> **Source extract**

-----

Updated on August 23, 2010

Give of yourself

You can love
You can love

Not all men are your Dad

 

What makes a woman not able to open her heart fully to the man she loves. In a single word, D*A*D. A Dad’s love is critical in a woman’s life. However, there are good Dad’s, occasional Dad’s, some timey Dad’s, abusive Dad’s, insulting Dad’s, deadbeat Dad’s and no part of your life Dad’s. The problem with all of the above except the Good Dad is most women hold the man in their lives responsible for everything their Dad’s hurt their heats with and did or did not do.

 

We women have to remember a few things. First and foremost, your Husband, Boyfriend or Fiancé is not your Father. He’s not the one who left you. He’s not the one that lived a drug filled life. He’s not the one that spent his life lying to you. He’s not the alcoholic. He didn’t beat you or your Mother. He didn’t molest you nor did he steal your money. He didn’t make you embarrassed that he even existed. He is actually the one who has come in your life to love and protect you. However, you hold your heart so tightly tucked deep away from him like he’s the one you can’t trust, and all along he hasn’t exhibited not even one of your Father’s traits. It was your Father who hurt and constantly mistreated and disappointed your family. He is the one that is trying to love and has always been there for you and your family. No matter how many times you have pushed him away he has still stuck right there with you putting you high on a pedestal.

-----

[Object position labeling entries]
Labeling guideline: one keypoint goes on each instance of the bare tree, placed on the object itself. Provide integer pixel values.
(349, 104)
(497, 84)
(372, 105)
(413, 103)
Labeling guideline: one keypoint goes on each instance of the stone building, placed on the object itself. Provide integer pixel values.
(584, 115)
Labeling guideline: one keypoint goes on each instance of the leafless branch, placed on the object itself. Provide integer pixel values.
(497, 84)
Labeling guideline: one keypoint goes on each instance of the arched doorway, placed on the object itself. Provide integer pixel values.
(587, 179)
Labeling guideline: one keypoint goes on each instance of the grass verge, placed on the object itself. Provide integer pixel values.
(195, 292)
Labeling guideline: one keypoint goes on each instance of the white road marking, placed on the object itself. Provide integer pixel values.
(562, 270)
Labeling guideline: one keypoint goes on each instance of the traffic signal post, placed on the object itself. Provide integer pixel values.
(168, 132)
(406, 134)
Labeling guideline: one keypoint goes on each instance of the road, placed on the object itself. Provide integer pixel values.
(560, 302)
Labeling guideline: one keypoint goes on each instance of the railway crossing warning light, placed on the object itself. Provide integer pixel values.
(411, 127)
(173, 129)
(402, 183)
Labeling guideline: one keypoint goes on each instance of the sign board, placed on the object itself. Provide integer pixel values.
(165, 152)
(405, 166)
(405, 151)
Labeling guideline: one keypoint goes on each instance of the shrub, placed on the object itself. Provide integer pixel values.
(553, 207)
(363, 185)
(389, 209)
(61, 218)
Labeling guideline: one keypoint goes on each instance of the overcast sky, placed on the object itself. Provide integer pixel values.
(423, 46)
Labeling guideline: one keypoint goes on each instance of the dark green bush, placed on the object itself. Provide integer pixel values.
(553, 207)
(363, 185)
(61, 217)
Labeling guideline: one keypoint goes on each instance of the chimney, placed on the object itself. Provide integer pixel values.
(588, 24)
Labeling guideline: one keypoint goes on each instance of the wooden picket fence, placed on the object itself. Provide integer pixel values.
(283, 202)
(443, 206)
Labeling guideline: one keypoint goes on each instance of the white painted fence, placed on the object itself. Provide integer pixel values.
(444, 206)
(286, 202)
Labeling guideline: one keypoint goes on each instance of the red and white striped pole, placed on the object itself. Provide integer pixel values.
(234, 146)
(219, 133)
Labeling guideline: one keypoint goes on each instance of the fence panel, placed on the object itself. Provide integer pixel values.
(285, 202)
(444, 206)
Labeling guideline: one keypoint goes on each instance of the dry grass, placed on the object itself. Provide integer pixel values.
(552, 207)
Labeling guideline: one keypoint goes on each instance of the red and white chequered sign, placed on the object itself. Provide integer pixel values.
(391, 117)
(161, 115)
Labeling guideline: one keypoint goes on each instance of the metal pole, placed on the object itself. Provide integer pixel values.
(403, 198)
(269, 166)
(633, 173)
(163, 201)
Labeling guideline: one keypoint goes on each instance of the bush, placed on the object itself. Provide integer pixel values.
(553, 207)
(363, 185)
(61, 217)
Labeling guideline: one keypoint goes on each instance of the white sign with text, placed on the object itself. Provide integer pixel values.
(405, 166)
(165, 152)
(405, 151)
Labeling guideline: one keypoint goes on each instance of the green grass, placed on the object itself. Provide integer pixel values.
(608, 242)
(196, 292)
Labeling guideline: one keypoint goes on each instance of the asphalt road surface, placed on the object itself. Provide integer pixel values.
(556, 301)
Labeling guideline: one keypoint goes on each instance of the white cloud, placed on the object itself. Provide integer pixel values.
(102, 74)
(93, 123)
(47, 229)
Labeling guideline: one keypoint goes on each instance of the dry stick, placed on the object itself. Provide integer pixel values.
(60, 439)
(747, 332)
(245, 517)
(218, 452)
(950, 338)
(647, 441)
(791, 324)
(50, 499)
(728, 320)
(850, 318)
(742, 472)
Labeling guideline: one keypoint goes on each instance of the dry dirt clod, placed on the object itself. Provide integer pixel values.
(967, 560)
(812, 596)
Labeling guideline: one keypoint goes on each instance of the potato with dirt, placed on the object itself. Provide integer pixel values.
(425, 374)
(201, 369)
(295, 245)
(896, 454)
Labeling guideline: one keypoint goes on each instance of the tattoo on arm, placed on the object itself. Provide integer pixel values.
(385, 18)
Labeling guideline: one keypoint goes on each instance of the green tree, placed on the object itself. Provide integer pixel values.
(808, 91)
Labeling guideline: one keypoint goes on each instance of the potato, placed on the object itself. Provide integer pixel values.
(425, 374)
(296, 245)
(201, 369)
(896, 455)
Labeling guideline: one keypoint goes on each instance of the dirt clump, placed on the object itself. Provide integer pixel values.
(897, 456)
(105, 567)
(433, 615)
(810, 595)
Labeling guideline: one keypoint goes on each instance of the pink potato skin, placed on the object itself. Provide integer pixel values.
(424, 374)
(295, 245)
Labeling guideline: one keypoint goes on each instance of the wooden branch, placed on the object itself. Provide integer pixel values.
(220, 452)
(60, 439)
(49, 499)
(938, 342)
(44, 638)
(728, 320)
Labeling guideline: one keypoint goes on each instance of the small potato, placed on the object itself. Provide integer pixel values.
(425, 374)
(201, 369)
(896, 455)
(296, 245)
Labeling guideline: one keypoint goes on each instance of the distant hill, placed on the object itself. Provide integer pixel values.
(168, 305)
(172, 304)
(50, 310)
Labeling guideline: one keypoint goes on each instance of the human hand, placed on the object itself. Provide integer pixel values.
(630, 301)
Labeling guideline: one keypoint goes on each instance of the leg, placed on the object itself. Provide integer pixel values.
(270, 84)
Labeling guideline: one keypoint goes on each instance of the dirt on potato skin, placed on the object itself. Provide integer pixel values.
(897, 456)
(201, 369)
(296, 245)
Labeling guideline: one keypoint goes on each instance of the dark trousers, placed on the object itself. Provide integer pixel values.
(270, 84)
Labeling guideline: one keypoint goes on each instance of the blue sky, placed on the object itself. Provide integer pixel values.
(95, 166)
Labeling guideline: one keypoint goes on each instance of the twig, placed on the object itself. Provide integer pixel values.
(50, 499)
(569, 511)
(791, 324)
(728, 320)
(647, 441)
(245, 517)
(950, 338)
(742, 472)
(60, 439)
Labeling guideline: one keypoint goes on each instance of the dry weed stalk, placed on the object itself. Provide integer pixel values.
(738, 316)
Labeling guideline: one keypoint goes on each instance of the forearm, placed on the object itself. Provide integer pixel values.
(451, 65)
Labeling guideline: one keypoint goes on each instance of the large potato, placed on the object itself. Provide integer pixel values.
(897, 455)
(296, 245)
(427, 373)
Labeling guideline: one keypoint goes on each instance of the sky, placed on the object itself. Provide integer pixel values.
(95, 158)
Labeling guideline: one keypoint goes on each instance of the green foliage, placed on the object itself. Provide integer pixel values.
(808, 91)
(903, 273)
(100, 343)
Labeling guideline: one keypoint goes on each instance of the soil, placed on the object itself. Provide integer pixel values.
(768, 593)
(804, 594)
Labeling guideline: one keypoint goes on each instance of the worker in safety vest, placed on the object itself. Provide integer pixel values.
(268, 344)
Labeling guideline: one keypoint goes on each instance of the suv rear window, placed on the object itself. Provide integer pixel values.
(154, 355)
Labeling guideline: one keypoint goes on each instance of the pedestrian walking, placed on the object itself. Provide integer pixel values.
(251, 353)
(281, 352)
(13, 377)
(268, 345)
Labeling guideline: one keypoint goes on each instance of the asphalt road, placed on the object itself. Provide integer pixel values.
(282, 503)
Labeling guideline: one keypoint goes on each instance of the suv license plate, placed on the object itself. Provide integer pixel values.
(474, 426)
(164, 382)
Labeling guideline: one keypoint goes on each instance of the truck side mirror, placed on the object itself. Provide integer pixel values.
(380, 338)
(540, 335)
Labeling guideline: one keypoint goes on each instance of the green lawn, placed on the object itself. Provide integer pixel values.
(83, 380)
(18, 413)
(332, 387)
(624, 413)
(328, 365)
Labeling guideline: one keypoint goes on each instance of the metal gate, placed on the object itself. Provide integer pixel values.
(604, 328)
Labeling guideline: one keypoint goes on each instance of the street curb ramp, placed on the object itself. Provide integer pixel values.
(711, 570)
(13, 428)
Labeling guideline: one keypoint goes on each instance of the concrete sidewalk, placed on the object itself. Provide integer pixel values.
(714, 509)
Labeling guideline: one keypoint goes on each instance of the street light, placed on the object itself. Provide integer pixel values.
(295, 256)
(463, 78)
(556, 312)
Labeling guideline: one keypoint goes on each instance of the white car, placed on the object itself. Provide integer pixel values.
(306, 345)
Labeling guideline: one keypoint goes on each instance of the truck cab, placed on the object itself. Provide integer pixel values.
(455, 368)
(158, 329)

-----

> **Set of tasks**
A - In the essay about fathers and relationships, how would you render the sentence "A Dad’s love is critical in a woman’s life." in Spanish?
B - Could you carry on the essay about fathers and relationships from the point where it stops?

> **Solved problems**
A - El amor de un papá es fundamental en la vida de una mujer.

B -
 

Yes we all have disappointments and not everything is going to go our way because we are all different individuals. However, all this man wants to do is love you. Even when you frustrate him by again shutting down he goes out to clear his head and before you know it, you look up and he’s there like always. When you don’t deserve it, he still texts you just to say I love you. He’s never shown you or displayed an attitude of leaving you or has used really bad or abusive language toward you. That’s with the reality that everyone gets into disagreements with one another. But, he would never get physical with you because he cherishes you.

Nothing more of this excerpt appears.